*Requirement 1*
List every Fuji FinePix camera model that a poster names in the forum thread below about using a Fuji Finepix as a webcam.
*Requirement 2*
Reproduce the stretch of the webcam forum thread below from "I am having" through "bobw (Apr 16, 2003)".
[START OF Passage given]
# Fuji Finepix as a Webcam - Is it possible?



## munch (Mar 5, 2003)

Does anyone know if its possible to run a Fuji Finepix A204 Digital Camera as a webcam on a mac.

Having just bought one and read the manual, it says that it only works as a webcam in Windows XP, but there must be a way of making it work on a Mac in either OS9 or OSX (preferably).

Any help would be great and if you know what I need (drivers etc.) and where to get them that would be even better.

cheers


Munch


----------



## joaquindromero (Apr 16, 2003)

I am having the same problem with FinePix 4800.  WebCam looks great in windows but no go in OSX or OS 9.
Have you called Fuji?

Let me know if you find the answer.  I will do the same.

Thanks
jr


----------



## bobw (Apr 16, 2003)

You might be able to get it working using a these drivers;

http://www.ioxperts.com/devices_fwwebcams.html


----------



## munch (Apr 18, 2003)

well that was a big help... NOT!

for a kick-off, its not a Firewire camera by any means, and secondly, are you expecting me to try each driver till I find the right one?

I called Fuji who said that the problems lies not with them (as I thought), but I would have to use a third party program such as Yahoo Messenger. I do anyway, and still haven't had any luck so I got in touch with Yahoo Technical Support who were very helpful. They told me that at the moment, no driver was available but they were looking into creating one.

So far I've heard nothing back.

It seems no matter how advanced this stuff gets, there will always be this Mac/PC divide.


----------



## michaelsanford (Sep 27, 2003)

I have the same problem, FinePix F402 with the cradle, and it won't work even with YIM. What a pain...how hard can it be to write a driver, and for Macintosh which is supposed to be driven by creativity and video and photography etc.etc.


----------
[END OF Passage given]
[START OF Supplied data]
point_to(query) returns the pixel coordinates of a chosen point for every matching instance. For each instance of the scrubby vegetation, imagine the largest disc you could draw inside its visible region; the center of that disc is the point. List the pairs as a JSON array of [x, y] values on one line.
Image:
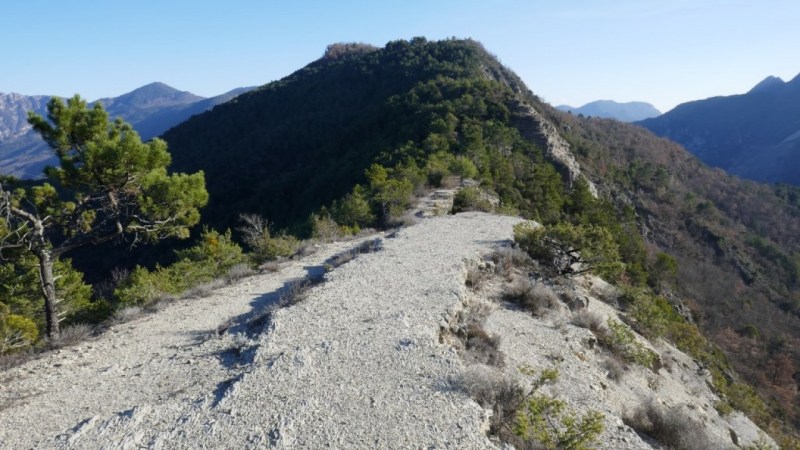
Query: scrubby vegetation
[[526, 418], [346, 142]]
[END OF Supplied data]
*Full solution 1*
Fuji Finepix A204
FinePix 4800
FinePix F402

*Full solution 2*
I am having the same problem with FinePix 4800.  WebCam looks great in windows but no go in OSX or OS 9.
Have you called Fuji?

Let me know if you find the answer.  I will do the same.

Thanks
jr


----------



## bobw (Apr 16, 2003)